MATERIAL SHOWN START

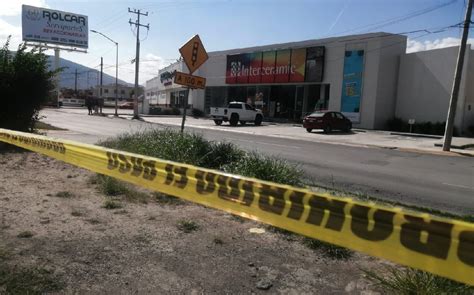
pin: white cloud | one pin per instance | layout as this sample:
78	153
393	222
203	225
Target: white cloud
13	7
7	29
149	66
414	46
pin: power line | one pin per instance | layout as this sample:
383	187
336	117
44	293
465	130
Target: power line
137	58
394	20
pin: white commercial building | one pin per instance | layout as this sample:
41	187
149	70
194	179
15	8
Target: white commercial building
369	78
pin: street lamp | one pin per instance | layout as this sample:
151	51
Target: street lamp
116	68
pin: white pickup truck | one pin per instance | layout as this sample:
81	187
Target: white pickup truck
237	112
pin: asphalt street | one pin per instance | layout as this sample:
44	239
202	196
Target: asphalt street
436	181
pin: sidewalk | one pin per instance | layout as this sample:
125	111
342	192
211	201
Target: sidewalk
358	137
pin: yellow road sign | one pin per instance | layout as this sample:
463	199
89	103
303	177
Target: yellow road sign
193	53
189	80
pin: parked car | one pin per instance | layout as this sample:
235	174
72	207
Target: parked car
327	121
237	112
126	105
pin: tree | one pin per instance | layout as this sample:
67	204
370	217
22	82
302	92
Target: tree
25	84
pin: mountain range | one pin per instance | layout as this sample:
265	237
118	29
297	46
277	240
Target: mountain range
86	77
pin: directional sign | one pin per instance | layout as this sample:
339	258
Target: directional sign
189	80
193	53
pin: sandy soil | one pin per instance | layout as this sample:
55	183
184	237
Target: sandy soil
139	249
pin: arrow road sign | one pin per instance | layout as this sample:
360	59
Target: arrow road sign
189	80
193	53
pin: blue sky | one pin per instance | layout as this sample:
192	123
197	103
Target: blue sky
227	24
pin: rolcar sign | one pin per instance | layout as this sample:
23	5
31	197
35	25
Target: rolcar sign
54	27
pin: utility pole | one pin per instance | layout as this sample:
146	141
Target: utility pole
137	57
448	133
101	71
75	83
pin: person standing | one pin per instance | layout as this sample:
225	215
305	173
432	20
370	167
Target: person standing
89	104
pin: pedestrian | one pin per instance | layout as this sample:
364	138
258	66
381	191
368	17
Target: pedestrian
100	103
96	105
89	105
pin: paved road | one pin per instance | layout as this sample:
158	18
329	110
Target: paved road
436	181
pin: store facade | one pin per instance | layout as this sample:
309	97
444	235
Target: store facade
360	75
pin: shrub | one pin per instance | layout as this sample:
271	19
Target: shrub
195	150
329	250
173	145
187	226
411	281
175	111
437	128
266	168
25	84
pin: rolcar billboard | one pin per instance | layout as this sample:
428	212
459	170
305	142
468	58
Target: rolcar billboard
54	27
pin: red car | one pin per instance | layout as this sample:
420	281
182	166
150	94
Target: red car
126	105
327	121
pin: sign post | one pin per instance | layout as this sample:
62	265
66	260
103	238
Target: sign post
194	56
54	29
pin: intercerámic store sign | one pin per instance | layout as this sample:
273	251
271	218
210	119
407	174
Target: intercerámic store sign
278	66
53	26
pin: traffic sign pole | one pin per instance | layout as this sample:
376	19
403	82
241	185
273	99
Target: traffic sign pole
194	56
186	98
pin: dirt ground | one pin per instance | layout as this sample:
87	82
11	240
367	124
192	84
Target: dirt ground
140	250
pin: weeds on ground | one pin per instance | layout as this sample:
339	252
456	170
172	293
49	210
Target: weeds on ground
110	186
193	149
25	235
45	126
77	213
412	281
111	205
218	241
267	168
93	221
329	250
36	280
64	194
167	199
187	226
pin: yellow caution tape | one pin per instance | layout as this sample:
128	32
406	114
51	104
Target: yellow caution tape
438	245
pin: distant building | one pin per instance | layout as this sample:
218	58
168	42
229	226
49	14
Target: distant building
368	77
108	92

MATERIAL SHOWN END

[TASK]
The entries above should be retyped exactly, minus any pictures.

[RESULT]
pin: white cloud | one pin per instance | layout as this sample:
78	153
393	222
203	225
Target: white cloud
13	7
7	29
149	66
414	46
pin: power line | one pin per instance | layout as this sample:
383	187
336	117
44	293
465	130
Target: power line
137	58
394	20
pin: white commercial building | one pin per instance | layout as this sample:
41	187
149	70
194	179
15	8
Target: white commercial building
369	78
pin: street lamp | one pin per instance | layout as this sample:
151	51
Target: street lamp
116	68
pin: white pickup truck | one pin per instance | layout as this sample:
81	187
Target: white pickup truck
237	112
pin: asphalt street | one pin per instance | layout as this sample:
44	239
202	196
Target: asphalt street
436	181
pin: sidewalk | one pin per instance | layout as this sample:
125	111
342	192
211	201
Target: sidewalk
358	137
pin: yellow road sign | one pin per instance | layout as this sample:
463	199
89	103
303	177
Target: yellow road sign
193	53
189	80
pin: parked car | one pin per instance | layout as this sample:
235	174
72	207
Target: parked car
327	121
237	112
126	105
pin: tree | one pin per instance | layout as this sample:
67	204
370	217
22	82
302	92
Target: tree
25	84
pin: mountain range | one pin per instance | layout as this sample:
265	237
118	29
297	46
277	240
Target: mountain range
86	77
pin: directional sign | one pin per instance | layout as this sample:
339	258
Target: directional sign
189	80
193	53
pin: sandy soil | one pin per instance | layout as this sample:
55	183
184	237
Target: sandy soil
139	249
pin: arrow road sign | one pin per instance | layout as this sample:
360	59
Target: arrow road sign
189	80
193	53
pin: blue sky | one pin per instance | layout as this sample:
192	123
197	103
Target: blue sky
227	24
pin: rolcar sign | one pin per instance | layout as this sample:
23	5
31	197
35	25
Target: rolcar sign
54	27
pin: utility pole | one pin per instance | layout as this sample:
146	141
Target: utility pole
137	57
448	133
101	71
75	83
pin: person standing | one pin per instance | layout as this sample:
225	215
305	173
432	20
370	167
Target: person standing
89	104
pin: pedestrian | one pin per instance | layout as this sample:
364	138
258	66
381	191
368	17
Target: pedestrian
100	103
96	105
89	105
pin: paved road | one pin per instance | layout as this sample:
158	18
329	110
Target: paved road
436	181
pin: store facade | one pin per instance | layout as this sample:
309	97
444	235
Target: store facade
360	75
pin: shrub | one pin per instance | layout as this sample:
271	19
Target: shrub
195	150
329	250
173	145
187	226
411	281
175	111
437	128
266	168
25	84
pin: rolcar billboard | one pin per instance | layout as this sample:
428	212
459	170
305	142
468	58
Target: rolcar billboard
54	27
pin: red car | one pin per instance | layout as this sample:
420	281
182	166
150	94
Target: red car
126	105
327	121
pin: sign post | one pin per instance | layout as this sample:
62	265
66	260
103	238
Target: sign post
194	56
54	29
pin: intercerámic store sign | one pin per instance | layout as this sample:
273	251
271	218
210	119
407	174
Target: intercerámic store sign
278	66
53	26
pin: traffic sign pole | one pin per instance | layout as this sample:
376	19
403	82
241	185
273	99
Target: traffic sign pole
194	56
186	98
pin: dirt ground | one pin per instance | layout as this sample:
87	82
11	240
367	124
192	84
Target: dirt ground
140	250
pin: weeds on ground | one pin per instance | layout as this sample:
339	252
456	170
172	293
49	210
Target: weeds on ground
110	186
193	149
25	235
45	126
77	213
412	281
111	205
218	241
267	168
93	221
329	250
36	280
64	194
167	199
187	226
pin: yellow caution tape | one pin per instance | layout as this sample:
128	32
406	114
51	104
Target: yellow caution tape
438	245
pin: distant building | one pin per instance | layout as this sample:
218	58
168	42
229	226
49	14
Target: distant building
368	77
108	92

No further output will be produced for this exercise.